Texto proporcionado:
Una fenomenología de la promesa

Si tuviera que asaltar el banco más vigilado de Europa y si pudiera elegir libremente a mis compañeros de fechorías, sin duda escogería un grupo de cinco poetas.

Roberto Bolaño, Entre paréntesis, 2003.

En 1990, David Foster Wallace llegó a afirmar que, frente al puritanismo de la tristeza, que es el líquido amniótico del capitalismo posmoderno, la verdadera rebeldía consistía en atreverse a resistirse al “tedio sofisticado” y a “la mirada irónica”, para volver a tratar, “con reverencia y convicción”, y sin miedo a la burla o a la indiferencia, “los viejos problemas y emociones”. Y eso es, precisamente, lo que hace Marina Garcés, en El tiempo de la promesa (Anagrama, 2023), con un concepto tan olvidado, o reprimido, como el de la promesa.

En sus poco más de noventa páginas, la autora realiza una fenomenología de la promesa, que el Austin de Cómo hacer cosas con palabras no dudaría en tildar de “enunciado performativo”, puesto que, tal y como dice la autora: “Prometer es una acción que se hace con la palabra”. Y es que la promesa, cuando es genuina, establece un vínculo con los demás (lo cual incluye también los muchos “demases” que somos a lo largo de nuestra vida) del que surge una comunidad de sentido y de acción. La promesa sería la puntada que teje el pasado, el presente y el futuro, haciendo del ovillo del tiempo un tejido, o también un texto (étymologie oblige). De ahí que, para la autora, la promesa sea un instrumento fundamental para escapar de lo que ella misma llamó, en su primer libro, “las prisiones de lo posible”.

"De ahí la importancia, dice Marina Garcés, de que aprendamos a romper todas esas promesas impuestas, para hacer otras nuevas, que nos relacionen en tanto que seres libres e iguales"

Consigna 1:
Resume en dos oraciones el texto sobre la promesa.
Consigna 2:
Indica, por favor, si cada afirmación concuerda con el texto sobre la promesa, respondiendo sí o no y citando las palabras del texto que lo deciden.
(a) David Foster Wallace hizo su afirmación en 1990.
(b) El libro de Marina Garcés supera las doscientas páginas.
(c) Garcés empleó la expresión "las prisiones de lo posible" en su primer libro.
Consigna 3:
Contesta estas preguntas a partir del texto sobre la promesa.
(a) ¿Qué editorial publicó El tiempo de la promesa?
(b) ¿De qué obra de Roberto Bolaño procede la cita inicial?
(c) ¿Qué tiempos teje la promesa, según el texto?
El material que aparece a continuación no interviene en nada de esto.

Datos en bruto:
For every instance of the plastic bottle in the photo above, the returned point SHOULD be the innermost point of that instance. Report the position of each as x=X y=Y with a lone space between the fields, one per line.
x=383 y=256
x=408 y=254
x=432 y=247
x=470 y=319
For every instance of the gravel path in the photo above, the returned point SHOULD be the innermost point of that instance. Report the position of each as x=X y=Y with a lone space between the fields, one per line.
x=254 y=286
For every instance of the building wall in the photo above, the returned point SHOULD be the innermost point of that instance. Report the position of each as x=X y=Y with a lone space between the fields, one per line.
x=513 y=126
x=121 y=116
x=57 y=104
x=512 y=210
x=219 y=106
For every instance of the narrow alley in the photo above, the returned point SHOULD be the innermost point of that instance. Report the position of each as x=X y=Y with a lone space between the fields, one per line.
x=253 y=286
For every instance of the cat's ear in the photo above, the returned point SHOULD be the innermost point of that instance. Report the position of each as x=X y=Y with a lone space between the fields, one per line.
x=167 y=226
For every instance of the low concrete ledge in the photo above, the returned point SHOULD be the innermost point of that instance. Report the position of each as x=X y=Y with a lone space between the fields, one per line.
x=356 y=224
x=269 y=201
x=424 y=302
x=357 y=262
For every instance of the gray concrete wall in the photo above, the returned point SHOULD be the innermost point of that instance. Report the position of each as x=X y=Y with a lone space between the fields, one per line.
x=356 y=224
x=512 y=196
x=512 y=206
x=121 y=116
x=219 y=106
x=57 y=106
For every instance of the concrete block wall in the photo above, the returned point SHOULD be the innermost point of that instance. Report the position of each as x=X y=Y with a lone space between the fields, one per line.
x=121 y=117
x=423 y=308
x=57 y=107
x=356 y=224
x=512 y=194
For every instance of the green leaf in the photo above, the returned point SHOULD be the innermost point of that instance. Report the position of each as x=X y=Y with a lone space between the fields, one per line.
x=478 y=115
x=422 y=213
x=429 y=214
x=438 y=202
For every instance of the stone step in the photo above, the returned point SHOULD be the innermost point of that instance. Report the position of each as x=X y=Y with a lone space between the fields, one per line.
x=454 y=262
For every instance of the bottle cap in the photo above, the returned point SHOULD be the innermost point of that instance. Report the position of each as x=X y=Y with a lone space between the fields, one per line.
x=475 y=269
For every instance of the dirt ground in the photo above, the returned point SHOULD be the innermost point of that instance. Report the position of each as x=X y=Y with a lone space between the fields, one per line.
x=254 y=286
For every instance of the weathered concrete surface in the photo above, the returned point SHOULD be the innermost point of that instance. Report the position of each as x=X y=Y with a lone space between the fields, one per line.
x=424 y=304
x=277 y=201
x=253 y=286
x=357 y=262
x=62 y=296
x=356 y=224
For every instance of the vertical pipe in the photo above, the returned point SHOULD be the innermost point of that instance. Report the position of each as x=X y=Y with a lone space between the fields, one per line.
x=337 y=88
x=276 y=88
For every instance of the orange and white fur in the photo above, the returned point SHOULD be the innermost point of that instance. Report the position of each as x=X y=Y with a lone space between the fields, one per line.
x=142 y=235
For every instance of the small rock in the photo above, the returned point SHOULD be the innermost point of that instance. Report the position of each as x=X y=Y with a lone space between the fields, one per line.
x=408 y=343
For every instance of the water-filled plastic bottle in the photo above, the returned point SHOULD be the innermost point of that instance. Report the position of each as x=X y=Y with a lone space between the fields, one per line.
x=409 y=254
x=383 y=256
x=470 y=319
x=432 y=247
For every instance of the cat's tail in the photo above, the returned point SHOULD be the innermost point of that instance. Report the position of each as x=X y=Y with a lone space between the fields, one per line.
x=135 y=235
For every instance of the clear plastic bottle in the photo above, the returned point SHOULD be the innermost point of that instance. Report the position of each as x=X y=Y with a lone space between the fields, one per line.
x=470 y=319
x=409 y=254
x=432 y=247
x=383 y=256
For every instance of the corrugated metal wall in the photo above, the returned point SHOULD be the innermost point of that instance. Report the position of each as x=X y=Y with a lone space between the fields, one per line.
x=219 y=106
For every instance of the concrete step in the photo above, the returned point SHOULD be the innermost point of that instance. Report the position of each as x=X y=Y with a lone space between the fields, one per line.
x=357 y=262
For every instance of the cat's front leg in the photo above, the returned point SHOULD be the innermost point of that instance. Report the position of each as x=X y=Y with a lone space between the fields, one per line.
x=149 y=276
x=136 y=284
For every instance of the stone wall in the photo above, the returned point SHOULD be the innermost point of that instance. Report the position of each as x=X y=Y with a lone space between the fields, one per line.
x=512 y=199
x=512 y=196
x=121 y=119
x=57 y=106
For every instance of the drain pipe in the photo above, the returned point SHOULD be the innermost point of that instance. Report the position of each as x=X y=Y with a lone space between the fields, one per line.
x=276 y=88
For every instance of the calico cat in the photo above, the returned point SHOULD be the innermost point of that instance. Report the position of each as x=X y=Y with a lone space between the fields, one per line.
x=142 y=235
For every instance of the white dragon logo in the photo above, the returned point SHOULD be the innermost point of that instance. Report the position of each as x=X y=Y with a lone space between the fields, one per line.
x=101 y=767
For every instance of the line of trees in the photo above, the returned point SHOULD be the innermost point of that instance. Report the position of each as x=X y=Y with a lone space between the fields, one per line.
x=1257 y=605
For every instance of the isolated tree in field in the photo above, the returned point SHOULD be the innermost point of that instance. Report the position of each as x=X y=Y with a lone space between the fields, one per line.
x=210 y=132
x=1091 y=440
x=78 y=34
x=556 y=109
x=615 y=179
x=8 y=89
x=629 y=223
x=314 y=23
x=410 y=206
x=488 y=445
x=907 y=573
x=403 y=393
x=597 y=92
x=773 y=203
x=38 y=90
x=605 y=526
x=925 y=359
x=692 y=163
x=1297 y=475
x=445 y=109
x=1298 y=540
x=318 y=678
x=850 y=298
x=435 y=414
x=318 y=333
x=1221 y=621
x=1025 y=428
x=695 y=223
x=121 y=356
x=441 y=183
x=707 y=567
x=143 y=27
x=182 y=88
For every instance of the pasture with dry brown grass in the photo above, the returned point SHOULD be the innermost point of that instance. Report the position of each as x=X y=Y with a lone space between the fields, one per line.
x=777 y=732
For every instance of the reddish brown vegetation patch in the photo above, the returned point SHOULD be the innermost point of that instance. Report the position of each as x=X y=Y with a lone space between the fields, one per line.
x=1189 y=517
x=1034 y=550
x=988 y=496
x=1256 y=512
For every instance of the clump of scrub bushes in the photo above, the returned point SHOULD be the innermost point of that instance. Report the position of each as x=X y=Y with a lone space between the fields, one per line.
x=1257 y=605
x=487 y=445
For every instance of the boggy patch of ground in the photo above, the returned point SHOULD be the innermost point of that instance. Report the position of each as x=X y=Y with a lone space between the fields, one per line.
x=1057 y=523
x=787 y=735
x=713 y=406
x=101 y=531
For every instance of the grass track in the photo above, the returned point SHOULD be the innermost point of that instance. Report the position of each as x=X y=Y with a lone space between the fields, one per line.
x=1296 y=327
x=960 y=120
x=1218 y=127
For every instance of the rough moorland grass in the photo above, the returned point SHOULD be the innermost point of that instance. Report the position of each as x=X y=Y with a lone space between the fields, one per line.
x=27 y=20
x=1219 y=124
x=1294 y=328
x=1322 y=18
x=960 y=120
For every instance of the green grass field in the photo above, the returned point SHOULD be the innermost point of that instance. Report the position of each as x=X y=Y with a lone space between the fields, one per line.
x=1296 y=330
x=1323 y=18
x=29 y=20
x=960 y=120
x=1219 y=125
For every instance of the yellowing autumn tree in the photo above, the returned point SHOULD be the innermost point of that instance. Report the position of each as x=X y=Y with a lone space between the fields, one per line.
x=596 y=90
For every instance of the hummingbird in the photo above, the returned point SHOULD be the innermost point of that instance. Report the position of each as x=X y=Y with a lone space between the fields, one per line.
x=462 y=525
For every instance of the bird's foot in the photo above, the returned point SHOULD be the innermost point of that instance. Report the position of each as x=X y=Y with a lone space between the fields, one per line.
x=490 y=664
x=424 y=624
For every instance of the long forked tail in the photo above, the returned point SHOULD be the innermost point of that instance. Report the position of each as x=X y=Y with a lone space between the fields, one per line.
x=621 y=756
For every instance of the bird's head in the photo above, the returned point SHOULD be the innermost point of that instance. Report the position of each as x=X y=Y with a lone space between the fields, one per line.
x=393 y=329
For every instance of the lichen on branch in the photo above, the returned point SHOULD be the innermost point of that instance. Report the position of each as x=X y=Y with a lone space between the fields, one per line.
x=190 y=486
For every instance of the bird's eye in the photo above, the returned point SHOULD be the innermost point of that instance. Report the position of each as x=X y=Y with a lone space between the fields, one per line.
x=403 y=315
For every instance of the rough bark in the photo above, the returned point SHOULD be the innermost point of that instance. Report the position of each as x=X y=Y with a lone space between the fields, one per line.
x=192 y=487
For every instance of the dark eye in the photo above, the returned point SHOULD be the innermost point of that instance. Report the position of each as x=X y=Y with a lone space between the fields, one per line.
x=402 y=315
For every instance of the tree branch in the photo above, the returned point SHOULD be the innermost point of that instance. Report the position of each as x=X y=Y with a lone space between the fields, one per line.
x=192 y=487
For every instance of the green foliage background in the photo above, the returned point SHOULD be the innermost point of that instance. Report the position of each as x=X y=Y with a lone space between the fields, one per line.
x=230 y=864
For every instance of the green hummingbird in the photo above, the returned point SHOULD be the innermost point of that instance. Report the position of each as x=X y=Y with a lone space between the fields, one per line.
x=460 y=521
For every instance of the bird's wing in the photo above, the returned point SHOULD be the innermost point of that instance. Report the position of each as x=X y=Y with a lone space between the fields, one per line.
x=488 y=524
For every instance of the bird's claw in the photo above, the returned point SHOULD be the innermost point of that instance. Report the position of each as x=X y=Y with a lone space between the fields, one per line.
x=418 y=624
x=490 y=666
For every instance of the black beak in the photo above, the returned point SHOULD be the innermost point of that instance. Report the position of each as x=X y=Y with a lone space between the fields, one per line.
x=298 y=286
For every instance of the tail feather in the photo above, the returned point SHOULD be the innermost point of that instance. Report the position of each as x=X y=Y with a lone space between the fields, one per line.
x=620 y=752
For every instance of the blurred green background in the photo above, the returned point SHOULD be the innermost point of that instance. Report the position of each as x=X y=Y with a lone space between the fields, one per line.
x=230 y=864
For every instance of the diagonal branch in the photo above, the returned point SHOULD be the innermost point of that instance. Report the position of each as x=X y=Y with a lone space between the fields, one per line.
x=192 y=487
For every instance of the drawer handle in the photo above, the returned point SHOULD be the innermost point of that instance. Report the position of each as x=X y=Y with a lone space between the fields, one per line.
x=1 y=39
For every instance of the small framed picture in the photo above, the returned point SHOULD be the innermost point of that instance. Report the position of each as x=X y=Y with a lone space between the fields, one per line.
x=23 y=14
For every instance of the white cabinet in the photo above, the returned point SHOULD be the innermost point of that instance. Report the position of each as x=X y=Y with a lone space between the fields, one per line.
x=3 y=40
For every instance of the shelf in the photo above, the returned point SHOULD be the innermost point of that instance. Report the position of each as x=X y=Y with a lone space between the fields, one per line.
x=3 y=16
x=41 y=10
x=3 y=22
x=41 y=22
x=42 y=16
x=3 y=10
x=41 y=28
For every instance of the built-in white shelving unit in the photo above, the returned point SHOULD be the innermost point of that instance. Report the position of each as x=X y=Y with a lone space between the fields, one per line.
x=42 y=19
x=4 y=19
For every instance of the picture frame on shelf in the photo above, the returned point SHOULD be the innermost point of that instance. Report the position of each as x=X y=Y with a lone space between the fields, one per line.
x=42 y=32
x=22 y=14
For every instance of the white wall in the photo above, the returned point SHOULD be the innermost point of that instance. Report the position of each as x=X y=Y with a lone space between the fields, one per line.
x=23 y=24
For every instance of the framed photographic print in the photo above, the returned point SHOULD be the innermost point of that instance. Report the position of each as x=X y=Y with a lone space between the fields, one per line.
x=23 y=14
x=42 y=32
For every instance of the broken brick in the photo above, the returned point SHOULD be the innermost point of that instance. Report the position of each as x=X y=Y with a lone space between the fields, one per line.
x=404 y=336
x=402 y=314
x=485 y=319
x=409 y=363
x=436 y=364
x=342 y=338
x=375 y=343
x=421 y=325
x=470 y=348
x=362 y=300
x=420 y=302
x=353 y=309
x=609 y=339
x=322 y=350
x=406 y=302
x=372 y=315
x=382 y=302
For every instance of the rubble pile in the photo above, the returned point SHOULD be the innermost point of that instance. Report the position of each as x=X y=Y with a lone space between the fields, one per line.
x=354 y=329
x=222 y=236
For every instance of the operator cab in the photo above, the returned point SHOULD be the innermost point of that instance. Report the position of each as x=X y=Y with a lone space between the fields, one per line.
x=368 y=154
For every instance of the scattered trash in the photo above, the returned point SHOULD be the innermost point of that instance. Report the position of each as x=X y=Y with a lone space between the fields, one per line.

Resultado 1:
En El tiempo de la promesa (Anagrama, 2023), Marina Garcés vuelve a tratar un concepto tan olvidado, o reprimido, como el de la promesa, y en poco más de noventa páginas realiza una fenomenología de ella. Para la autora, prometer es una acción que se hace con la palabra, y la promesa genuina establece un vínculo con los demás del que surge una comunidad de sentido y de acción, además de ser un instrumento fundamental para escapar de "las prisiones de lo posible".

Resultado 2:
(a) Sí: "En 1990, David Foster Wallace llegó a afirmar"
(b) No: "En sus poco más de noventa páginas"
(c) Sí: "lo que ella misma llamó, en su primer libro, “las prisiones de lo posible”"

Resultado 3:
(a) Anagrama.
(b) De Entre paréntesis (2003).
(c) El pasado, el presente y el futuro.